Source records
-------

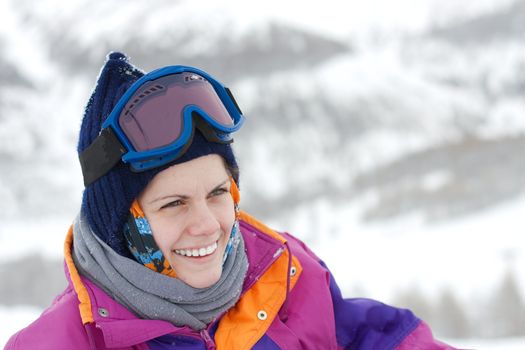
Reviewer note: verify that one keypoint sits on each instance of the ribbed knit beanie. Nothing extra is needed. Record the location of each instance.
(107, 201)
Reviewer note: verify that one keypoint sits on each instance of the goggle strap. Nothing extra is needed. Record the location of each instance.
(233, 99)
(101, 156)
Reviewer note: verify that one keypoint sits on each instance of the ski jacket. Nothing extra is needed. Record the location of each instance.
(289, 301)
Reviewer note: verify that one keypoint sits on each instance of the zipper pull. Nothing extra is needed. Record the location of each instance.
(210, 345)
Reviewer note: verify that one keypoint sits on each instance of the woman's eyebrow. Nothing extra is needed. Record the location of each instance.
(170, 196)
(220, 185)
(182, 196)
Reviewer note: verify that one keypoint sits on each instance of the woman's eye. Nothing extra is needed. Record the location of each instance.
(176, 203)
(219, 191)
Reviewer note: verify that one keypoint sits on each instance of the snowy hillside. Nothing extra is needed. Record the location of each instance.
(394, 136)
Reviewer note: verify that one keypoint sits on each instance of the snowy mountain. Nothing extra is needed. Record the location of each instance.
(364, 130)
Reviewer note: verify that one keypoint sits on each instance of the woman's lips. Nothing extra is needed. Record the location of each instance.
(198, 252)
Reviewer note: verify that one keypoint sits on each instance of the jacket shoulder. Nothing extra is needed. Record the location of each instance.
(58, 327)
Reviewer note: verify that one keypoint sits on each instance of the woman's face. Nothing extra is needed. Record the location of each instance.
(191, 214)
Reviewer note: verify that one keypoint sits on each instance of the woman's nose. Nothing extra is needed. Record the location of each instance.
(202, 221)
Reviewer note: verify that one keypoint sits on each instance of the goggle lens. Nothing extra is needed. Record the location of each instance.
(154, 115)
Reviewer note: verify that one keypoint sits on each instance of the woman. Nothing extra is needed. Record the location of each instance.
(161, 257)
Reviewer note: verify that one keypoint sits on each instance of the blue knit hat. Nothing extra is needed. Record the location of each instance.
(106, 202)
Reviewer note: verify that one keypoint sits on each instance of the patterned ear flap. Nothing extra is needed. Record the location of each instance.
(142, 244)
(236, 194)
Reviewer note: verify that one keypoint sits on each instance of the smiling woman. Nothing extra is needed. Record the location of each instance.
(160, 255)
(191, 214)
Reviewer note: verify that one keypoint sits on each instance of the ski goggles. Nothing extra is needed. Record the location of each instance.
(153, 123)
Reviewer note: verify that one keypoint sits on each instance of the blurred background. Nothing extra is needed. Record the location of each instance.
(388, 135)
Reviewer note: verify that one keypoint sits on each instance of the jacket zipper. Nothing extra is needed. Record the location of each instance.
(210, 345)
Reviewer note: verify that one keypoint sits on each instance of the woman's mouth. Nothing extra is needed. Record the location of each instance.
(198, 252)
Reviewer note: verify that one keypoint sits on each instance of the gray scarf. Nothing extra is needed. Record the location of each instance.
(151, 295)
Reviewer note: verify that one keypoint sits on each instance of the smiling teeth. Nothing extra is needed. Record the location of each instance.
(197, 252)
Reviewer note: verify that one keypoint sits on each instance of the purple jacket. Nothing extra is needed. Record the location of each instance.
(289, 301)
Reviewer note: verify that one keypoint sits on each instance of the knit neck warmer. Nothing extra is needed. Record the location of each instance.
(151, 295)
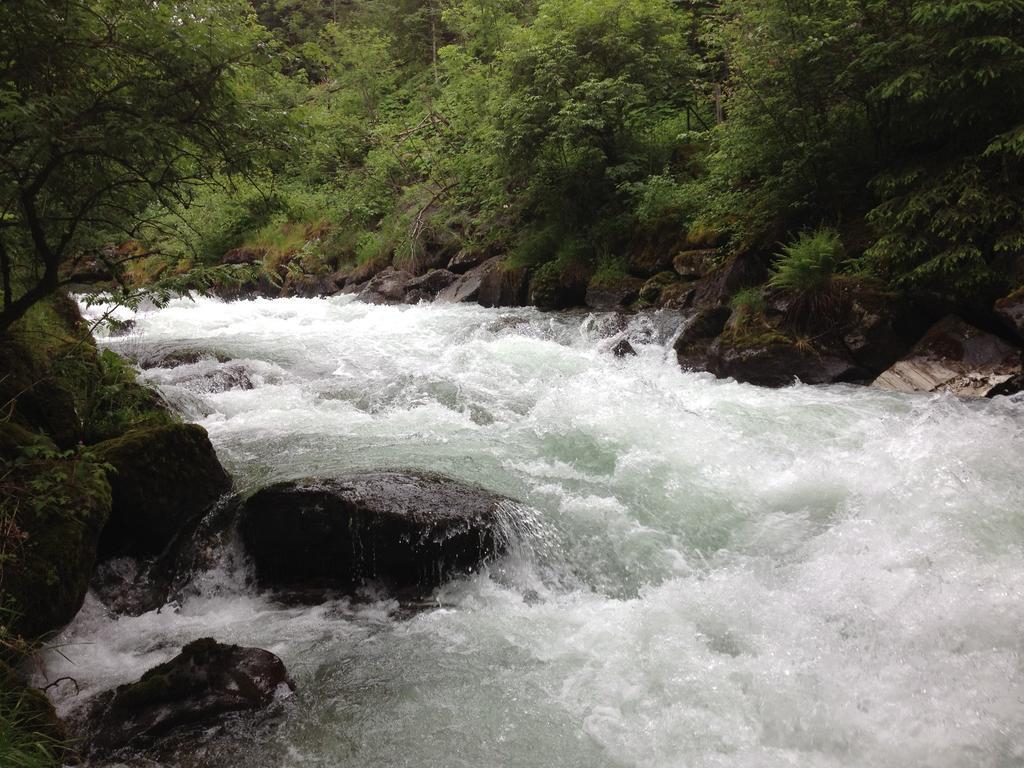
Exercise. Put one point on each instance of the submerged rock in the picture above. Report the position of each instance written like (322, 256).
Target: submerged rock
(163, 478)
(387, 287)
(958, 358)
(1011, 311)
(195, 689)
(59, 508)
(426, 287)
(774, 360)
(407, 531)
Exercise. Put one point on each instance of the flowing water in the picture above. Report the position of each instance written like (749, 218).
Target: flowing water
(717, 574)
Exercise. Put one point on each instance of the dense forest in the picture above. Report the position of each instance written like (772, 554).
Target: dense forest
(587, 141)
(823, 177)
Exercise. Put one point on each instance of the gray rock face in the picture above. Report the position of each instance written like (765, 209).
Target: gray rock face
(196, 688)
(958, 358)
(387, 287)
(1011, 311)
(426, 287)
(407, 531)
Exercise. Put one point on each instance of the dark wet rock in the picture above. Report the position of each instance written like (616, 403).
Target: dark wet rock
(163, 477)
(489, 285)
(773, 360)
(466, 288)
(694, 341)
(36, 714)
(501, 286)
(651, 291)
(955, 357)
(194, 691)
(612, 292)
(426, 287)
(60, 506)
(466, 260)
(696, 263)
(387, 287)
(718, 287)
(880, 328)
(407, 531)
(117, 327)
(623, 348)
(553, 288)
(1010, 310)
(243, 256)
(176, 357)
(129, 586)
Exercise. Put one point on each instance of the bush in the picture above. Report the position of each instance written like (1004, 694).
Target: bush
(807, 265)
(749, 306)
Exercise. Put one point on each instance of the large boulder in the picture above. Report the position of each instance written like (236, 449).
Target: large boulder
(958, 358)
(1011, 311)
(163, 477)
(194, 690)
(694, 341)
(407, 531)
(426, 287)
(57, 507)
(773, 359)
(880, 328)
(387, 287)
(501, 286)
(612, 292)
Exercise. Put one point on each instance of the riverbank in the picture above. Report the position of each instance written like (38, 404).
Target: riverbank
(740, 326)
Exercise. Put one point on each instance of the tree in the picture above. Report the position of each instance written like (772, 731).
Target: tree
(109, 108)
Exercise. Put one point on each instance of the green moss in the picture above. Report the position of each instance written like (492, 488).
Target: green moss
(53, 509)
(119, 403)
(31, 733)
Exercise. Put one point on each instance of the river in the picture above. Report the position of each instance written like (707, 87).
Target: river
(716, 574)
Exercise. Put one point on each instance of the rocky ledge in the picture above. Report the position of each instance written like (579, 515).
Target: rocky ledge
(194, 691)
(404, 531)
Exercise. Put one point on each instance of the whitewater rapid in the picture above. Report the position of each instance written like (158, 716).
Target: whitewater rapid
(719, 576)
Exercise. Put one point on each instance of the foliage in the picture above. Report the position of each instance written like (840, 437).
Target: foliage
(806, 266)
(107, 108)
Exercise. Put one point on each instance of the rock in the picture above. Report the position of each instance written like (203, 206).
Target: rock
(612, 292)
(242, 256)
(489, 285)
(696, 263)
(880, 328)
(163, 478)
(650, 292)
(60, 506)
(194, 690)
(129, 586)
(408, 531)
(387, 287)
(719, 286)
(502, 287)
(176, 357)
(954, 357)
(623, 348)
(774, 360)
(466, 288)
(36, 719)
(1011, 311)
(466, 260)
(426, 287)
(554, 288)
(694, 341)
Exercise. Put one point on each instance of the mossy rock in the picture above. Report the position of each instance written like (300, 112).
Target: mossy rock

-------

The answer should match the data above word for word, with no pictures in it.

▶ **Exercise solution**
Reviewer note: verify that one keypoint sits on each instance of the ribbed knit beanie. Nothing extra is needed. Record the location of each instance.
(107, 201)
Reviewer note: verify that one keypoint sits on each instance of the goggle strap. Nothing extra is needed. Record the location of each instance.
(233, 99)
(101, 156)
Reviewer note: verify that one keypoint sits on each instance of the ski jacket. Nothing extra is needed. Record the location of each instance.
(289, 301)
Reviewer note: verify that one keypoint sits on each instance of the zipper pull. Nothing extra is needed. Record the location of each instance.
(210, 345)
Reviewer note: verify that one keypoint sits on each instance of the woman's eyebrow. Nothing extra is needed. Record the location of each instance.
(170, 196)
(220, 185)
(182, 196)
Reviewer note: verify that one keypoint sits on each instance of the woman's eye. Nothing extra is needed. Record the location of each instance.
(176, 203)
(219, 191)
Reviewer note: verify that one keypoint sits on each instance of the snowy hillside. Nothing extra is needed. Record the location of each instance.
(394, 136)
Reviewer note: verify that one keypoint sits on each instance of the snowy mountain. Nothing extra is needed. Record the location of each instance.
(364, 130)
Reviewer note: verify that one keypoint sits on each instance of the woman's lips. Nothing extra is needed. Record the location of each instance.
(198, 252)
Reviewer note: verify that one keypoint sits on each instance of the jacket shoulder. Nothing extra is needed. Record the location of each instance.
(58, 327)
Reviewer note: verify that one keypoint sits on each instance of the woman's face. Nothing extra is needed. Record the location of each instance.
(191, 214)
Reviewer note: verify that one keypoint sits on each instance of the woman's nose. Nothing extra is needed. Record the location of each instance.
(202, 221)
Reviewer note: verify that one keypoint sits on each instance of the goggle lens. Nothing extra is needed. Record the location of each instance.
(154, 115)
Reviewer note: verify that one keypoint sits on each instance of the woman. Nothing extra is needed. Record the location of each instance.
(161, 257)
Reviewer note: verify that one keypoint sits on each instance of the blue knit hat. Nothing extra is needed. Record the location of each instance.
(106, 202)
Reviewer note: verify that one keypoint sits on each instance of the patterned ear flap. Nothing extra is needed. Record the location of each instance.
(142, 244)
(236, 194)
Reviewer note: verify that one keypoint sits on each instance of the smiling woman. Nothing extra is needed. Record the location of each instance.
(160, 255)
(191, 214)
Reviewer note: verify that one keypoint sits on each instance of the ski goggles. Nothing extra is needed. Record the location of each instance.
(153, 123)
Reviewer note: verify that one keypoint sits on each instance of the blurred background. Nothing extra is needed. Record the location of each instance.
(388, 135)
Reviewer note: verify that one keypoint sits on each instance of the jacket zipper. Nothing extra is needed. Record the location of each instance.
(210, 345)
Reviewer note: verify that one keypoint sits on each instance of the woman's mouth. Nothing extra is needed. Record the location of each instance.
(198, 252)
Reviewer note: verify that one keypoint sits on each instance of the gray scarf. Nothing extra is needed. Record the location of each instance.
(151, 295)
Reviewer note: verify that one keypoint sits on each instance of the smiling teeth. Nothing extra is needed. Record the location of each instance.
(197, 252)
Reviewer note: verify that one keypoint sits on each instance of the purple jacket. Nothing extra is needed. Record the location of each instance.
(289, 301)
Reviewer note: verify that one keypoint sits on each instance of the knit neck warmer. Nothing extra is needed. Record the location of each instance.
(151, 295)
Exercise. Put one point on each instance of the submerged rock in the picture above. Report the position of each instance written like (322, 256).
Target: submerged rock
(163, 478)
(387, 287)
(958, 358)
(1011, 311)
(195, 689)
(59, 508)
(426, 287)
(774, 360)
(407, 531)
Exercise. Put one point on each instance of the flowing water in the picture above. Report the position of each instance written like (749, 218).
Target: flowing water
(717, 574)
Exercise. Put one point on each instance of the dense forest in the picture above. Report the position of each instance written like (772, 554).
Target: dense forest
(587, 141)
(823, 177)
Exercise. Put one point on each instance of the gray rock face in the picture above. Report the position of each instance written like (765, 209).
Target: gray rock face
(196, 688)
(958, 358)
(387, 287)
(1011, 311)
(426, 287)
(407, 531)
Exercise. Put one point on each instance of the dark wet rock in the picture above. Report the position of each instance written like (616, 403).
Target: dark wet rock
(163, 477)
(489, 285)
(773, 360)
(466, 288)
(694, 341)
(36, 714)
(501, 286)
(651, 291)
(955, 357)
(194, 691)
(612, 292)
(426, 287)
(60, 506)
(466, 260)
(696, 263)
(387, 287)
(718, 287)
(880, 328)
(407, 531)
(117, 327)
(623, 348)
(553, 288)
(1010, 310)
(243, 256)
(176, 357)
(129, 586)
Exercise. Put one point on each instance of the bush in the picture above. Report the position of each instance written like (1004, 694).
Target: bush
(807, 265)
(749, 306)
Exercise. Put one point on each instance of the large boulder in the picture above. Report the position of each instance written like (236, 449).
Target: large boulder
(958, 358)
(1011, 311)
(163, 477)
(194, 690)
(694, 341)
(407, 531)
(426, 287)
(57, 507)
(773, 359)
(880, 328)
(387, 287)
(501, 286)
(612, 292)
Exercise. Put one point on each instance of the riverbank in the picture above. Report the position of each instance written like (38, 404).
Target: riverbank
(740, 326)
Exercise. Put one point on each instance of the tree in the picture above. Report the position of each instance written like (772, 731).
Target: tree
(109, 108)
Exercise. Put one point on each instance of the green moss in the picture above. Report the position of each instance written like (492, 488).
Target: green moss
(53, 509)
(119, 403)
(31, 733)
Exercise. Put one point on each instance of the river in the picture above. Report the position of each instance written like (707, 87).
Target: river
(716, 574)
Exercise. Put one point on each instance of the rocky ledge in the picture above. Report the position of each instance written like (579, 515).
Target: rocky ledge
(194, 691)
(404, 531)
Exercise. Put one point on each instance of the whitewater rapid in the picture above. Report the position of each instance written like (158, 716).
Target: whitewater rapid
(719, 576)
Exercise. Put one point on each instance of the foliage in the picture above. Report the position of each instance written like (840, 437).
Target: foliage
(806, 266)
(107, 108)
Exercise. Put one point on each instance of the rock in the picture above. Report the position of each instance written like (203, 206).
Target: rock
(612, 292)
(242, 256)
(489, 285)
(696, 263)
(880, 328)
(163, 478)
(650, 292)
(60, 506)
(194, 690)
(129, 586)
(408, 531)
(387, 287)
(719, 286)
(502, 287)
(176, 357)
(954, 357)
(623, 348)
(774, 360)
(466, 288)
(36, 719)
(1011, 311)
(466, 260)
(426, 287)
(554, 288)
(694, 341)
Exercise. Put one point on each instance of the mossy rock in the picture above. Report the position of each instance written like (300, 112).
Target: mossy rock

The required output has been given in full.